START Records to use
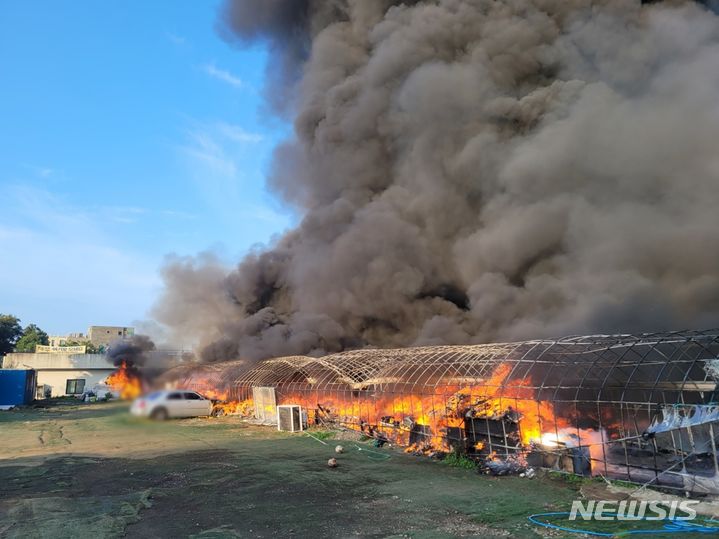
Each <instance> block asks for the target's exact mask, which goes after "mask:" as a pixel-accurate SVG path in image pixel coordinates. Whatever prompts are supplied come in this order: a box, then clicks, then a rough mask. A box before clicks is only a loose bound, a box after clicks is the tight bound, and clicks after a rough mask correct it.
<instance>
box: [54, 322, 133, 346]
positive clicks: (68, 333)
mask: <svg viewBox="0 0 719 539" xmlns="http://www.w3.org/2000/svg"><path fill="white" fill-rule="evenodd" d="M134 334H135V328H132V327H127V326H90V327H89V328H88V330H87V333H68V334H67V335H50V336H49V337H48V339H49V341H50V342H49V344H50V346H68V344H69V343H73V344H92V345H94V346H95V348H100V347H102V348H103V349H104V348H107V346H108V345H109V344H111V343H113V342H114V341H116V340H117V339H127V338H129V337H132V336H133V335H134Z"/></svg>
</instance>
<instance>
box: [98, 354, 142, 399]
mask: <svg viewBox="0 0 719 539" xmlns="http://www.w3.org/2000/svg"><path fill="white" fill-rule="evenodd" d="M106 382H107V385H109V386H110V387H111V388H112V389H113V390H114V391H117V392H119V393H120V398H122V399H134V398H136V397H139V396H140V394H141V393H142V380H140V377H139V376H138V375H137V374H136V373H135V372H133V371H132V369H131V368H130V367H129V365H128V364H127V362H125V361H123V362H122V363H120V368H119V369H117V370H116V371H115V372H113V373H112V374H111V375H110V376H108V377H107V380H106Z"/></svg>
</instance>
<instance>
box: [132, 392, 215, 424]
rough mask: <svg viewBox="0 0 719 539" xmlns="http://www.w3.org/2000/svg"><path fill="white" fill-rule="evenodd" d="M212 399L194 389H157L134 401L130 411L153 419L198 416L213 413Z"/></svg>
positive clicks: (142, 416) (136, 414) (137, 415)
mask: <svg viewBox="0 0 719 539" xmlns="http://www.w3.org/2000/svg"><path fill="white" fill-rule="evenodd" d="M212 407H213V404H212V401H211V400H209V399H206V398H205V397H203V396H202V395H200V394H199V393H196V392H194V391H187V390H180V389H173V390H168V391H155V392H153V393H150V394H149V395H145V396H144V397H140V398H138V399H136V400H135V402H133V403H132V407H131V408H130V413H132V414H133V415H137V416H141V417H150V418H152V419H167V418H170V417H198V416H205V415H210V414H211V413H212Z"/></svg>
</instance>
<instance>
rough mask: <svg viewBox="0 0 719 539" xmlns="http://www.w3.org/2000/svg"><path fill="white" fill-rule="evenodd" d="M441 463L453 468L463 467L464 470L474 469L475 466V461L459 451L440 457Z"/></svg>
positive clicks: (476, 463) (474, 468) (475, 462)
mask: <svg viewBox="0 0 719 539" xmlns="http://www.w3.org/2000/svg"><path fill="white" fill-rule="evenodd" d="M442 463H443V464H446V465H447V466H452V467H453V468H463V469H465V470H474V469H475V468H476V467H477V463H476V462H474V461H473V460H472V459H470V458H467V457H466V456H465V455H462V454H460V453H449V454H448V455H447V456H446V457H444V459H442Z"/></svg>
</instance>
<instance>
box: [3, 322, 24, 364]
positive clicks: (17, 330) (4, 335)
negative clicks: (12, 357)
mask: <svg viewBox="0 0 719 539" xmlns="http://www.w3.org/2000/svg"><path fill="white" fill-rule="evenodd" d="M21 335H22V328H21V327H20V319H19V318H18V317H17V316H13V315H11V314H0V356H3V355H5V354H9V353H10V352H12V351H13V348H15V343H16V342H17V340H18V339H19V338H20V336H21Z"/></svg>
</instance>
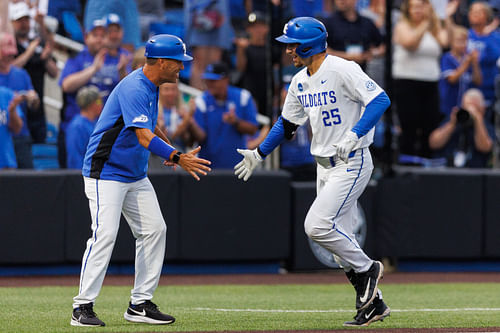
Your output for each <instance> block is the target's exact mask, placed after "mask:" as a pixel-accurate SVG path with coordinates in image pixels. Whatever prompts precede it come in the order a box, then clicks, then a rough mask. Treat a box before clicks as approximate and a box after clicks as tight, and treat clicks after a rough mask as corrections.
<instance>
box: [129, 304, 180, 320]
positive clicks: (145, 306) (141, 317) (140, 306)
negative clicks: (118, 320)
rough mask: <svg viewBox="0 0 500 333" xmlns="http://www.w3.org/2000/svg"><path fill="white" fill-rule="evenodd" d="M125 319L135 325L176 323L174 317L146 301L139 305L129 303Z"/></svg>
mask: <svg viewBox="0 0 500 333" xmlns="http://www.w3.org/2000/svg"><path fill="white" fill-rule="evenodd" d="M123 317H124V318H125V319H127V320H128V321H132V322H134V323H147V324H156V325H162V324H172V323H173V322H174V321H175V318H174V317H172V316H170V315H168V314H165V313H161V312H160V310H158V307H157V306H156V304H154V303H153V302H151V301H146V302H144V303H141V304H138V305H133V304H132V303H129V306H128V309H127V311H125V313H124V315H123Z"/></svg>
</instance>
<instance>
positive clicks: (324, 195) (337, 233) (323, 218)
mask: <svg viewBox="0 0 500 333" xmlns="http://www.w3.org/2000/svg"><path fill="white" fill-rule="evenodd" d="M334 161H335V166H333V167H331V168H329V169H327V168H325V167H323V166H321V165H319V164H318V167H317V183H316V190H317V196H316V199H315V200H314V202H313V204H312V205H311V208H310V209H309V212H308V213H307V216H306V220H305V222H304V228H305V232H306V234H307V235H308V236H309V237H310V238H311V239H312V240H313V241H315V242H317V243H318V244H319V245H321V246H322V247H324V248H325V249H327V250H328V251H330V252H331V253H332V254H333V255H334V258H335V260H336V261H337V263H338V264H339V265H340V266H341V267H342V268H343V269H344V270H345V271H349V270H350V269H351V268H352V269H354V271H355V272H357V273H360V272H365V271H367V270H368V269H369V268H370V266H371V265H372V263H373V260H371V259H370V258H369V257H368V256H367V255H366V254H365V253H364V251H363V250H362V249H361V247H360V246H359V245H358V243H357V241H356V238H355V236H354V230H353V229H354V226H355V225H356V219H357V217H358V211H357V200H358V198H359V197H360V196H361V194H362V193H363V191H364V189H365V188H366V186H367V185H368V182H369V180H370V176H371V173H372V170H373V161H372V158H371V155H370V151H369V150H368V148H360V149H358V150H356V153H355V155H354V156H353V157H351V158H349V163H348V164H346V163H344V162H343V161H341V160H340V159H339V158H337V157H336V158H335V159H334Z"/></svg>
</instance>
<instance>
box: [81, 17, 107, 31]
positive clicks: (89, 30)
mask: <svg viewBox="0 0 500 333" xmlns="http://www.w3.org/2000/svg"><path fill="white" fill-rule="evenodd" d="M99 27H101V28H106V20H103V19H96V20H93V21H92V22H91V23H90V24H89V25H87V26H86V27H85V31H86V32H90V31H92V30H94V29H95V28H99Z"/></svg>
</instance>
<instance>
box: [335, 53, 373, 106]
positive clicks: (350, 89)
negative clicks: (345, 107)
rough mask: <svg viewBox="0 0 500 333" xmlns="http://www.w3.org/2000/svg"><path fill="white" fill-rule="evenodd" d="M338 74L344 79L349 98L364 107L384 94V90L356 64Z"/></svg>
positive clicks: (349, 63)
mask: <svg viewBox="0 0 500 333" xmlns="http://www.w3.org/2000/svg"><path fill="white" fill-rule="evenodd" d="M338 73H339V74H340V76H341V77H342V78H343V79H344V86H345V88H346V90H345V93H346V94H347V96H349V98H351V99H352V100H353V101H356V102H359V103H361V105H363V106H364V107H366V106H367V105H368V103H370V102H371V101H372V100H373V99H374V98H375V97H377V96H378V95H379V94H380V93H381V92H383V89H382V88H380V86H379V85H378V84H377V83H376V82H375V81H374V80H372V79H371V78H370V77H369V76H368V75H366V74H365V72H363V70H362V69H361V67H359V65H358V64H356V63H354V62H350V63H349V67H348V68H346V69H345V70H344V71H341V72H340V71H339V72H338Z"/></svg>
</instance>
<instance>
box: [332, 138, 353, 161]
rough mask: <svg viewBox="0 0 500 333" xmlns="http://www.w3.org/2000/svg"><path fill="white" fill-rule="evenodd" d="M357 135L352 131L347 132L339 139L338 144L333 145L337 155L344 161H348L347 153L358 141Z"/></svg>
mask: <svg viewBox="0 0 500 333" xmlns="http://www.w3.org/2000/svg"><path fill="white" fill-rule="evenodd" d="M358 141H359V138H358V135H357V134H356V133H354V132H352V131H349V132H347V134H346V136H345V137H344V138H343V139H342V141H340V143H339V144H337V145H334V146H335V147H337V156H338V157H339V158H340V159H341V160H342V161H344V162H345V163H348V162H349V154H350V153H351V151H352V149H353V148H354V146H356V144H357V143H358Z"/></svg>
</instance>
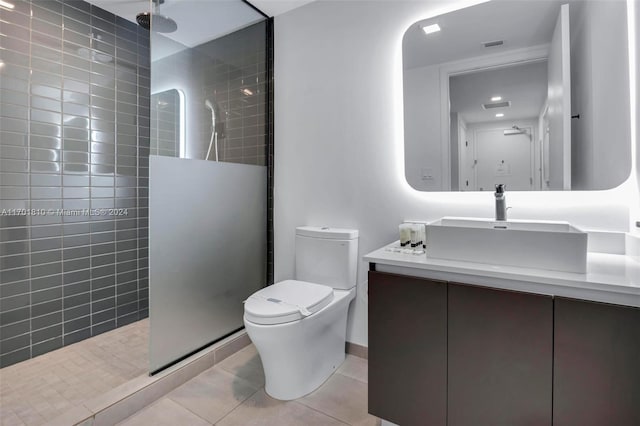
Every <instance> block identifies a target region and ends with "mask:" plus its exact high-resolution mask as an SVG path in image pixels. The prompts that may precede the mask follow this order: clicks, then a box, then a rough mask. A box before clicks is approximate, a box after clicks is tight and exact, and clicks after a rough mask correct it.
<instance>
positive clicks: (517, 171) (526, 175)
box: [403, 0, 631, 191]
END Records to use
> Task requirements
Given the records above, return exactly the lines starting at the line containing "positive clicks: (142, 416)" and ending at the line containing "463L453 468L463 467L464", including both.

> Written solution
positive clicks: (142, 416) (136, 414) (137, 415)
mask: <svg viewBox="0 0 719 539" xmlns="http://www.w3.org/2000/svg"><path fill="white" fill-rule="evenodd" d="M212 407H213V404H212V401H211V400H209V399H206V398H205V397H203V396H202V395H200V394H199V393H196V392H194V391H187V390H180V389H173V390H168V391H155V392H153V393H150V394H149V395H145V396H144V397H140V398H138V399H136V400H135V402H133V403H132V407H131V408H130V413H132V414H133V415H137V416H141V417H150V418H152V419H167V418H170V417H198V416H205V415H210V414H211V413H212Z"/></svg>
</instance>
<instance>
rough mask: <svg viewBox="0 0 719 539" xmlns="http://www.w3.org/2000/svg"><path fill="white" fill-rule="evenodd" d="M441 463L453 468L463 467L464 470L474 469L475 466V461L459 451L440 457Z"/></svg>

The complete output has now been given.